# Deere & Company is recalling certain John Deere GX85 and SX85 Riding Mowers.



## bontai Joe (Sep 16, 2003)

2004 News Releases and Information 



IMPORTANT SAFETY NOTICE 




Date: September 2004 
Dear John Deere Customer:

In voluntary cooperation with the U.S. Consumer Product Safety Commission (CPSC), Deere & Company is recalling certain John Deere GX85 and SX85 Riding Mowers.

PROBLEM: The fuel tank may crack and leak fuel presenting a potential for fire or burn injuries.

PRODUCT: John Deere GX and SX85 Riding Mowers with the following model and serial numbers.

Model Serial Numbers 
GX85 M0GX85X145887 through 149328 
SX85 M0SX85X125374 through 126508 


WHAT TO DO: Stop using your riding mower immediately and contact your nearest John Deere dealer to schedule a time to have your fuel tank replaced at no charge to you. Until your mower is repaired PUSH the mower to a location outside the basement or garage and away from any structures.

We hope this recall will not cause you any undue inconvenience. Our efforts are intended to ensure your continued satisfaction with John Deere products and safe operation of your Riding Mower.

If you have any questions, please contact the Customer Communications Center at
1-800-537-8233. 

Sincerely, 

John Deere Worldwide Commercial and Consumer Equipment Division
John Deere Horicon Works


----------



## memmurphy (Sep 18, 2003)

I wonder if the same company made these tanks that made the ones a couple of years ago that caused recalls for several manufactures. :truth: 

Mark


----------

ACTIONS TO TAKE:
1. Condense the paragraph of the recall notice that begins "WHAT TO DO: Stop using your riding mower" into a shorter version that keeps its main facts.
2. Please copy out everything in the rows below, from their start down to the line containing "[826,254,870,303]", with both ends included, and leave the pictures out of your answer.

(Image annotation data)

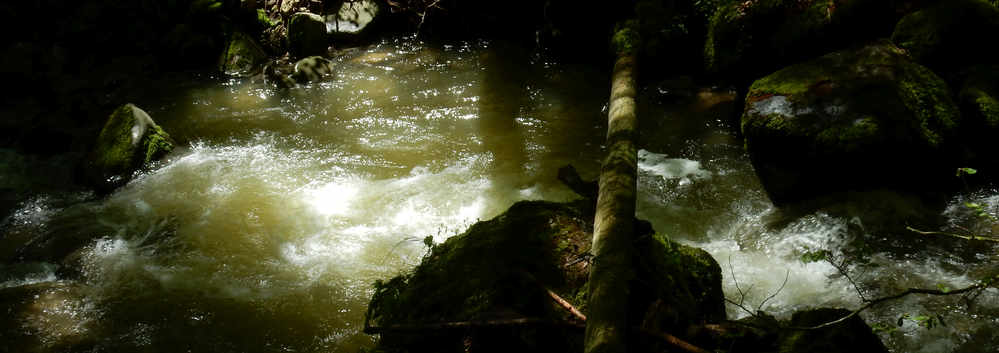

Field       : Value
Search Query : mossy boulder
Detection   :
[958,65,999,173]
[777,308,888,353]
[84,103,174,191]
[219,32,267,76]
[704,0,896,81]
[742,41,960,205]
[891,0,999,73]
[332,0,387,43]
[288,12,329,58]
[367,201,725,352]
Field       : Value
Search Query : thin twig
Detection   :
[756,269,791,311]
[364,317,586,335]
[785,282,989,330]
[905,226,999,243]
[826,254,870,303]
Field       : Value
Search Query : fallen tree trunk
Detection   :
[584,22,638,353]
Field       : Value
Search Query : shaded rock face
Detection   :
[331,0,382,39]
[891,0,999,73]
[367,201,725,352]
[83,104,174,191]
[704,0,896,80]
[777,308,888,353]
[958,65,999,176]
[292,56,333,84]
[219,32,267,76]
[742,42,960,205]
[288,12,329,58]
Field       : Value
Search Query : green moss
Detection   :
[898,61,960,147]
[86,104,173,189]
[257,9,275,28]
[142,125,173,165]
[219,32,267,76]
[611,20,641,55]
[91,104,138,174]
[891,0,999,72]
[367,202,725,352]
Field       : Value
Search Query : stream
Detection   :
[0,39,999,352]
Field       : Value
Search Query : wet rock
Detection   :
[263,58,298,88]
[891,0,999,72]
[83,104,174,191]
[327,0,383,43]
[0,281,96,352]
[777,308,888,353]
[704,0,896,81]
[219,32,267,76]
[260,23,288,55]
[958,65,999,178]
[292,56,333,84]
[288,12,329,58]
[742,41,960,205]
[367,200,725,352]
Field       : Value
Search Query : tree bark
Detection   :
[584,26,638,353]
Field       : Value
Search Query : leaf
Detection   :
[957,168,978,177]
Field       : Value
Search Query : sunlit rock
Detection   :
[368,200,725,352]
[84,103,174,191]
[0,281,95,352]
[288,12,329,58]
[326,0,382,42]
[742,42,960,204]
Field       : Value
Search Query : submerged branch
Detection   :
[905,226,999,243]
[786,276,999,330]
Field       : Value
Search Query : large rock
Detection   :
[891,0,999,72]
[958,65,999,173]
[84,103,174,191]
[367,200,725,352]
[704,0,895,80]
[328,0,384,43]
[777,308,888,353]
[291,56,333,84]
[219,32,267,76]
[742,41,960,204]
[288,12,329,58]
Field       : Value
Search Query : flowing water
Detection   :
[0,39,999,352]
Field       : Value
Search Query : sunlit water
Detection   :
[0,40,999,352]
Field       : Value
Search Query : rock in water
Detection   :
[742,41,960,205]
[84,103,174,192]
[704,0,895,80]
[288,12,329,58]
[367,200,725,352]
[219,32,267,76]
[292,56,333,84]
[777,308,888,353]
[327,0,382,43]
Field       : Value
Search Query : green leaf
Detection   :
[957,168,978,177]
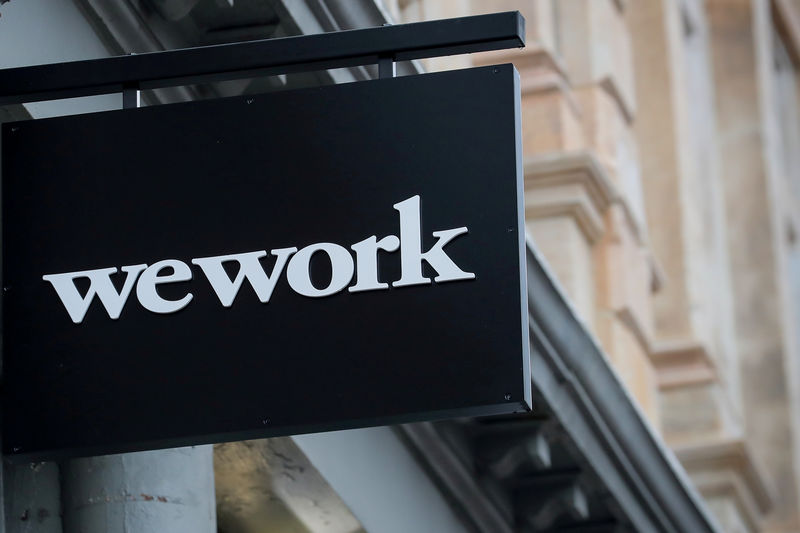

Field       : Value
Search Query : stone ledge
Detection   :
[674,439,773,532]
[524,151,615,243]
[648,340,718,389]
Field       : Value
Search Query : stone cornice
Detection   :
[648,341,718,389]
[675,439,773,531]
[524,151,614,243]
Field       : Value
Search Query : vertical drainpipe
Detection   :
[61,445,217,533]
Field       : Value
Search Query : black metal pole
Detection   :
[0,11,525,105]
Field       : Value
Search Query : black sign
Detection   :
[2,65,530,459]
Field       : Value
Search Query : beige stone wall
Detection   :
[384,0,800,532]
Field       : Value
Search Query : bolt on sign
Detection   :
[2,65,530,460]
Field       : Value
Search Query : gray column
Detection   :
[61,446,217,533]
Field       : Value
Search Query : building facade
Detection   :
[0,0,800,533]
[390,0,800,532]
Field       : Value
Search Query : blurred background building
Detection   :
[0,0,800,533]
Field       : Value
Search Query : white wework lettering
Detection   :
[136,259,192,314]
[347,235,400,292]
[43,194,475,324]
[286,242,353,298]
[192,248,297,307]
[392,195,475,287]
[42,265,147,324]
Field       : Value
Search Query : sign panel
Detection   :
[2,65,530,460]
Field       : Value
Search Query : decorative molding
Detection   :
[648,340,719,389]
[398,241,721,533]
[675,439,774,532]
[524,151,615,243]
[527,241,721,533]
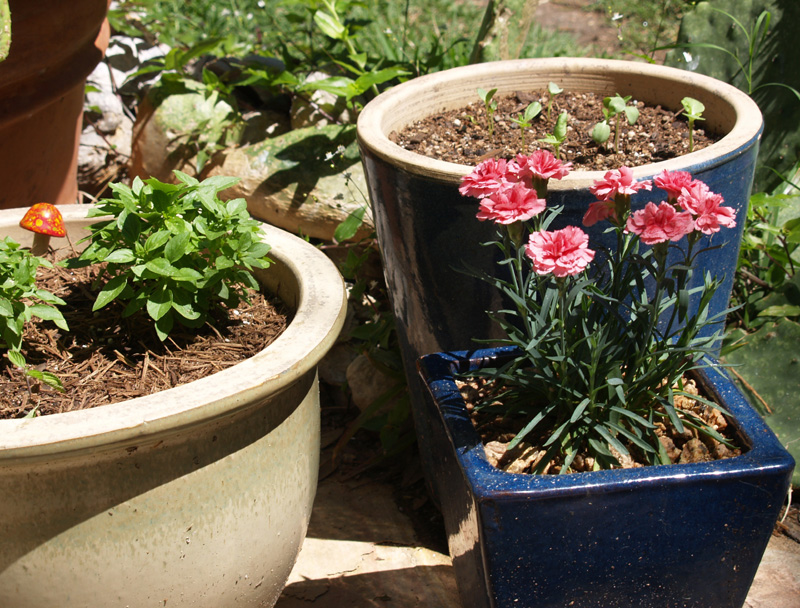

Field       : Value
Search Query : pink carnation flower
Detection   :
[458,158,511,198]
[477,182,546,224]
[625,202,694,245]
[678,182,736,234]
[510,150,572,180]
[525,226,594,277]
[653,169,694,200]
[583,201,617,227]
[589,167,653,201]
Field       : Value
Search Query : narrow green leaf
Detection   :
[314,10,347,40]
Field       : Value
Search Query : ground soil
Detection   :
[389,91,718,171]
[0,256,289,418]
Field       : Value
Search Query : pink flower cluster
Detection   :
[458,150,572,224]
[459,150,594,277]
[459,150,736,277]
[583,167,736,245]
[525,226,594,277]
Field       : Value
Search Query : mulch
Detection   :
[0,253,291,419]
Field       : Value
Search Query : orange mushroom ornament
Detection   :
[19,203,67,255]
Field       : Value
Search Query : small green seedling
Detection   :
[681,97,706,152]
[547,82,564,122]
[511,101,542,152]
[592,94,639,152]
[478,89,497,137]
[0,237,69,390]
[67,171,269,341]
[539,110,569,158]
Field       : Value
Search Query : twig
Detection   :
[781,484,792,523]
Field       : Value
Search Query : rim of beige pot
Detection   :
[0,205,347,466]
[358,57,762,190]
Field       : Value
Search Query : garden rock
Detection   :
[209,126,373,241]
[78,63,133,194]
[130,91,372,240]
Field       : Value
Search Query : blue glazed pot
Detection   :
[419,349,794,608]
[358,58,763,497]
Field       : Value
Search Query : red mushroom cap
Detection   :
[19,203,67,237]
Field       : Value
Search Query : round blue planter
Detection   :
[419,349,794,608]
[358,58,763,496]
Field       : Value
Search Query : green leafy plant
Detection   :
[539,110,569,158]
[67,171,269,340]
[0,237,69,389]
[681,97,706,152]
[460,151,735,473]
[547,82,564,122]
[478,89,497,137]
[592,93,639,152]
[733,182,800,331]
[511,101,542,151]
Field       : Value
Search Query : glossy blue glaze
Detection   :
[419,349,794,608]
[361,126,760,498]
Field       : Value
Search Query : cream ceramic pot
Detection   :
[0,205,346,608]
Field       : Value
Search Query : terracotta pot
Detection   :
[0,0,110,209]
[358,58,763,498]
[419,349,794,608]
[0,205,346,608]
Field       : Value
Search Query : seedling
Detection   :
[547,82,564,122]
[478,89,497,137]
[0,237,69,390]
[592,94,639,152]
[511,101,542,152]
[681,97,706,152]
[539,110,569,158]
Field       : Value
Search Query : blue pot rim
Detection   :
[418,347,794,500]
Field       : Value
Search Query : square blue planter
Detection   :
[419,349,794,608]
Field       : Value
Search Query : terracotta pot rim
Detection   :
[358,57,763,190]
[0,205,347,456]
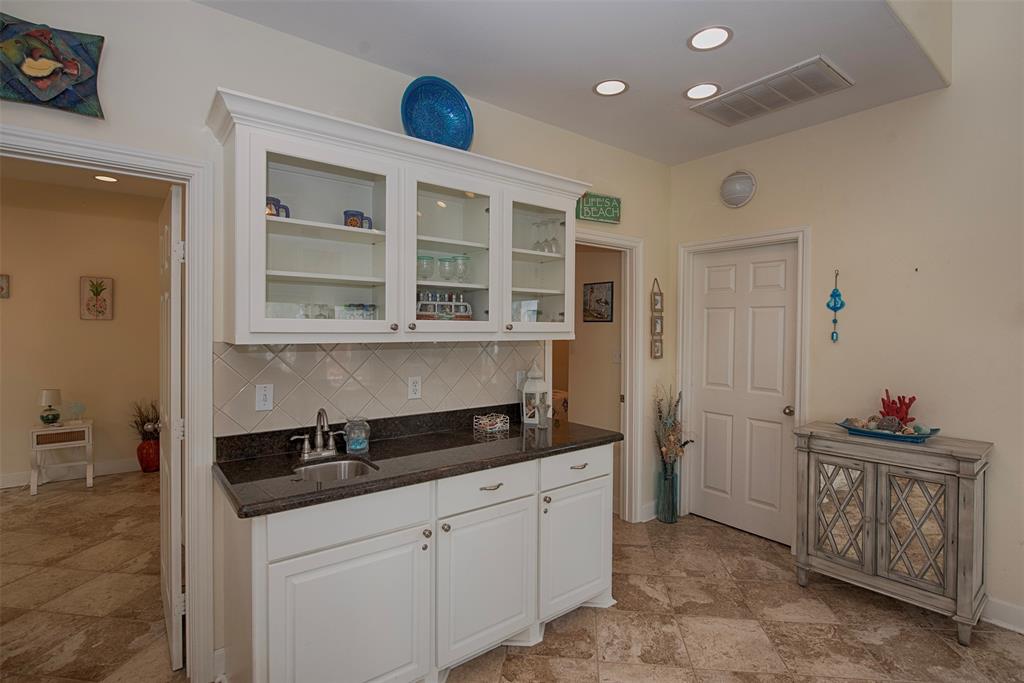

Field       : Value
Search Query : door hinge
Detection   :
[171,240,185,263]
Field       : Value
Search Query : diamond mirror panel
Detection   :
[887,475,946,587]
[814,462,864,564]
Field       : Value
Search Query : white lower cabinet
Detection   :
[267,527,433,682]
[437,495,537,668]
[540,475,611,621]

OUTPUTS BY TASK:
1. Stop using the riding mower immediately and contact the nearest John Deere dealer to schedule a free fuel tank replacement. Until the repair, push the mower outside the basement or garage and away from any structures.

2.
Field       : Value
Search Query : mossy boulder
Detection   :
[958,65,999,173]
[777,308,888,353]
[84,103,174,191]
[219,32,267,76]
[704,0,896,81]
[742,41,960,205]
[891,0,999,73]
[332,0,387,43]
[288,12,329,58]
[367,201,725,352]
Field       : Value
Search Query : thin twig
Detection   :
[756,269,791,311]
[364,317,586,335]
[785,282,989,330]
[905,226,999,243]
[826,254,870,303]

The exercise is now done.